The Tottenham Hotspur stadium in London, which opened in April 2019, uses a retractable pitch for this purpose. This is a surface that can be quickly moved underground and stored when the stadium is being used for other purposes, and then put back in time for the next football match.
Real’s planned retractable pitch is slightly different. The idea is that their hybrid-grass surface will stay in storage for most of the year, taken out only when there is a football match, or another event which needs it.
The Bernabeu is in a built-up area of Madrid, so the grass pitch can’t be kept outside the stadium. Instead, it will be stored 24m under the surface pitch area in six sections, each contained in its own steel tray.
Each section will have heating, irrigation, drainage, fertigation and disinfectant installations as well as LED lighting, control cameras and ultraviolet light therapy to ensure the pitch is always in good condition. The sections move up and down on transport cars powered by a hydraulic lifting system based on telescopic hydraulic cylinders guided by skids.

++++++

WHAT YOU NEED TO DO
A: Please output the passage on retractable pitches from "Each section will" up to and including "guided by skids.".
B: According to the passage on retractable pitches, how far below the surface pitch area will the Bernabeu's grass be stored?
You won't need the data for any of this.

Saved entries

++++++

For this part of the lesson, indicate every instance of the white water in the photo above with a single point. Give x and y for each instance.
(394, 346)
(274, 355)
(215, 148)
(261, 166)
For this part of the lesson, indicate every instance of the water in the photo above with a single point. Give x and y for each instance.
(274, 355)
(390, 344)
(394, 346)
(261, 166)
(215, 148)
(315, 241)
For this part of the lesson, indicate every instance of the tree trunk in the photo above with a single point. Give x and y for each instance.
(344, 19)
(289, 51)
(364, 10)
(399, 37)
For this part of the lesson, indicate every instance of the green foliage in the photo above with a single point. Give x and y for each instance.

++++++

ANSWER SET
A:
Each section will have heating, irrigation, drainage, fertigation and disinfectant installations as well as LED lighting, control cameras and ultraviolet light therapy to ensure the pitch is always in good condition. The sections move up and down on transport cars powered by a hydraulic lifting system based on telescopic hydraulic cylinders guided by skids.

B: 24m.